Robert Newman: Welcome back ladies and gentlemen to the mail right podcast today’s episode is number 290, and we are here with Chad Keller. Chad is a PPC and a paid strategy expert who has focused most recently on investment properties. But he’s going to talk to us not only about investment properties but paid strategies for residential real estate as well. We’re really excited about today’s show Chad, if you could go ahead and introduce yourself to our audience, we would appreciate it.

Chad Keller: Nice to meet everyone. I’m Chad. As he said I’ve been doing paid marketing for about 12 years now. I’ve been in solo companies with a backup paid marketing. I ran agencies, some of those agencies got into real estate investing and kind of came full circle and now, run an agency for real estate investors. And some of these investors as well are realtors. They do a little bit of it all wholesale, traditional real estate, wholesale and, and investing. So, vast background learned a lot over the years of working with them. And I now work with about 150 nationwide. So it’s been fun.

Robert Newman: Brilliant okay John why don’t you go ahead and- my amazing co-host has founded his own technology company. I’ve been stealing his thunder lately, but John, why don’t you go ahead and introduce yourself to our audience? The new ones, the new members.

Jonathan Denwood: Thanks, Robert. Well, I’m the founder of Mail-Right, Mail-Right is a platform, a CRM, and a platform to get you, quality seller, leads it uses the power of Facebook advertising, and we also got some other elements to mail, right that you’ll find extremely helpful. If that sounds interesting, and we’re looking for energetic, positive agents to join us and utilize our platform, just go to the Mail-Right website and sign up for a demo, which I will do with you myself takes about 15, 20 minutes. I’m sure you get some value for me back over to you, Robert.

**EXERCISE REQUIREMENTS**.
[1] Answer these questions from the podcast transcript.
(a) What number is the episode?
(b) For about how many years has Chad Keller been doing paid marketing?
(c) About how long does the Mail-Right demo take?
[2] Edit a passage of the podcast transcript by writing out the part that opens with the words containing "Chad Keller: Nice" and closes with "the new members.", changing "nationwide" to "across the country".
[3] Using the podcast transcript, decide whether each statement agrees with it. For each, answer yes or no and quote the words that decide it.
(a) Chad Keller says he now works with about 150 nationwide.
(b) Mail-Right uses the power of Instagram advertising to get seller leads.
(c) Jonathan Denwood says he will do the demo himself.

**EXCERPTED RECORDS**.
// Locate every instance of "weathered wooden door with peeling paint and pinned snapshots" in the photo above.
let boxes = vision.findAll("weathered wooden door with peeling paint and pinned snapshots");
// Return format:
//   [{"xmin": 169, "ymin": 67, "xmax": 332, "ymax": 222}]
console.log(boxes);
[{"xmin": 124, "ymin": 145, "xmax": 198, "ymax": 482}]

**SOLUTIONS TO EACH TASK**.
[1]
(a) 290
(b) About 12 years
(c) About 15 to 20 minutes

[2]
Chad Keller: Nice to meet everyone. I’m Chad. As he said I’ve been doing paid marketing for about 12 years now. I’ve been in solo companies with a backup paid marketing. I ran agencies, some of those agencies got into real estate investing and kind of came full circle and now, run an agency for real estate investors. And some of these investors as well are realtors. They do a little bit of it all wholesale, traditional real estate, wholesale and, and investing. So, vast background learned a lot over the years of working with them. And I now work with about 150 across the country. So it’s been fun.

Robert Newman: Brilliant okay John why don’t you go ahead and- my amazing co-host has founded his own technology company. I’ve been stealing his thunder lately, but John, why don’t you go ahead and introduce yourself to our audience? The new ones, the new members.

[3]
(a) Yes: "And I now work with about 150 nationwide."
(b) No: "it uses the power of Facebook advertising"
(c) Yes: "which I will do with you myself"